Heuristics for smarter Leap Motion tracking

Leap Motion is quite easy to develop for but I find that hand and finger tracking can be tricky – especially for more precise gesture control. I’ve been doing some development with Leap that requires precise positioning (~mm accuracy needed) with multiple fingers. In this post I run through a few strategies I use to try and improve my Leap applications.

1) Track hand and finger identifiers

Each Finger and Hand object has a unique identifier which should remain consistent between frames, so long as the object continues to be tracked. If you can make a reasonable assumption about which finger(s) the user is intending to use for interaction, you can look for a specific identifier to find the finger(s) of interest, ignoring anything else in the frame. I find that when extending their index finger for interaction, most users tend to hold their thumb out unwittingly; which Leap detects, of course.

I use a simple heuristic to try address this issue: pick the finger with the smallest z-coordinate (furthest forward) and track its identifier in future frames. When I want to track multiple fingers for interaction, I make sure those fingers are attached to the hand whose identifier I’m tracking. This rejects other unattached fingers in the field of view, e.g. the cylindrical lights in my office at university! (Seriously…)

## Written exercise 1
Rescale the part of the records that opens with the line containing "the microphone stand?" and closes with the line containing "[6,177,385,220]", both lines included. Write out every line in that span again, requests included, with each box coordinate in the answers multiplied by 0.4 and rounded to a whole number, halves rounding up.
The text and the records come from separate, unrelated sources.

## Task material
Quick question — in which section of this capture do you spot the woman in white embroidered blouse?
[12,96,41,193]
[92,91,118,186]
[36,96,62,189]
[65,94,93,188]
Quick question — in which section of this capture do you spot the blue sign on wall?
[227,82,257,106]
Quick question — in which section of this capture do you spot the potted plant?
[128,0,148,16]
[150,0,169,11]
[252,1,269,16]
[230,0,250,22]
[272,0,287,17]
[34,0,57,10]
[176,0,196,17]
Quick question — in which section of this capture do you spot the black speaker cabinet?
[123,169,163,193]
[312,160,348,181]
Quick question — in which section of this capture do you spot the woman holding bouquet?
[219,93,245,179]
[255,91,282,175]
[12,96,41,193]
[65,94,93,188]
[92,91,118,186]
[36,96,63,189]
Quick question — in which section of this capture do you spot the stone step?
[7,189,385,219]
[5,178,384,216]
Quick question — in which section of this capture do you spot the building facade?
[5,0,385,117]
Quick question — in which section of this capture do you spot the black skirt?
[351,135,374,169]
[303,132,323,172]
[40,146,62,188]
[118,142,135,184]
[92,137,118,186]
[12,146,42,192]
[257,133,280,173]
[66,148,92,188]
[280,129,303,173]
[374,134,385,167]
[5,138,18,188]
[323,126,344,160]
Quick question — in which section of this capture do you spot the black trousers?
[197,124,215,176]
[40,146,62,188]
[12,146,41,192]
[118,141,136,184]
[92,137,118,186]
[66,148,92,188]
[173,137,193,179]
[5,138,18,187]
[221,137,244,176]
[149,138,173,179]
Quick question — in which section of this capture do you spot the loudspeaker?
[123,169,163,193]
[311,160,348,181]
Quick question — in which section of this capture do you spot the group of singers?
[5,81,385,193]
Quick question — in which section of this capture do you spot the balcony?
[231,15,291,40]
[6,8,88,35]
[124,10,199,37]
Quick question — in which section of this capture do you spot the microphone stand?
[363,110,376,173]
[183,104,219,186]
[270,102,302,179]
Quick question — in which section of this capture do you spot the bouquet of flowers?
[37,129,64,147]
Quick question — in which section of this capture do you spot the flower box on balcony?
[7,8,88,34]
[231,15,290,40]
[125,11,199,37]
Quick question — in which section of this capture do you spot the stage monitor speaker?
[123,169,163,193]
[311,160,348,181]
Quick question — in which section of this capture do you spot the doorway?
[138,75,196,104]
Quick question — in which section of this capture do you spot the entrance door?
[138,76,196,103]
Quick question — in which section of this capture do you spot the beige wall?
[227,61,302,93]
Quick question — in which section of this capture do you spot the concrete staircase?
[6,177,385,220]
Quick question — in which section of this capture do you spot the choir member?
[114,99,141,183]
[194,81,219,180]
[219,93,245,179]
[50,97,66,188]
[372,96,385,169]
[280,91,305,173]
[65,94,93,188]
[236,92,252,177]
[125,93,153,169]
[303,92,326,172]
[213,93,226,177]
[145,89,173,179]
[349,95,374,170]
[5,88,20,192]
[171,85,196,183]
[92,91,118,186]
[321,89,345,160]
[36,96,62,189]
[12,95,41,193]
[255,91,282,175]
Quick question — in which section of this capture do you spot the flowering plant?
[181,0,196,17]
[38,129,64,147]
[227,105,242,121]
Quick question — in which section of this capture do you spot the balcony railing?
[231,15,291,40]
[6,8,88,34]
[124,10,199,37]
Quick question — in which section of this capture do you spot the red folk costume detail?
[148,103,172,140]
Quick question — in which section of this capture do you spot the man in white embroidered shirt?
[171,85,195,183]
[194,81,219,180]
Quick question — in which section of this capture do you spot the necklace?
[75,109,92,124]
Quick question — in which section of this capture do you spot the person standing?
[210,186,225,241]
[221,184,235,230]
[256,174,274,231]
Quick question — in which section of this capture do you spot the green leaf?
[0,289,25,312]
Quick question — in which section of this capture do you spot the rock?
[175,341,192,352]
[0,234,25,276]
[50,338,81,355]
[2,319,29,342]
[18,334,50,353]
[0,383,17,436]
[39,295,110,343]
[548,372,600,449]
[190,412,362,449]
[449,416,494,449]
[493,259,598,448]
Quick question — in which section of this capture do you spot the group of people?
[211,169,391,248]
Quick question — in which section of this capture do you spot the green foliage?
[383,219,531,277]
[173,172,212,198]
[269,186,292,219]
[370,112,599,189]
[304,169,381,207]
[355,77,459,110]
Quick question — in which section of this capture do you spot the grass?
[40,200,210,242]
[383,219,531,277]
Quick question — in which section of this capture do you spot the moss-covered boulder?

## Written exercise 2
In the post on Leap Motion tracking, which finger does the simple heuristic pick to track across future frames?

## Worked solution 1
Quick question — in which section of this capture do you spot the microphone stand?
[145,44,150,69]
[73,42,88,74]
[108,41,121,72]
Quick question — in which section of this capture do you spot the bouquet of flowers?
[15,52,26,59]
Quick question — in which section of this capture do you spot the flower box on balcony?
[3,3,35,14]
[92,6,116,16]
[50,4,80,15]
Quick question — in which section of this capture do you spot the stage monitor speaker?
[49,68,65,77]
[124,64,139,72]
Quick question — in which section of this capture do you spot the doorway?
[55,30,78,42]
Quick question — in which section of this capture do you spot the entrance door?
[55,30,78,41]
Quick question — in which section of this capture do you spot the beige wall?
[91,24,121,37]
Quick question — in which section of this capture do you spot the concrete staircase?
[2,71,154,88]

## Worked solution 2
The finger with the smallest z-coordinate, meaning the one furthest forward.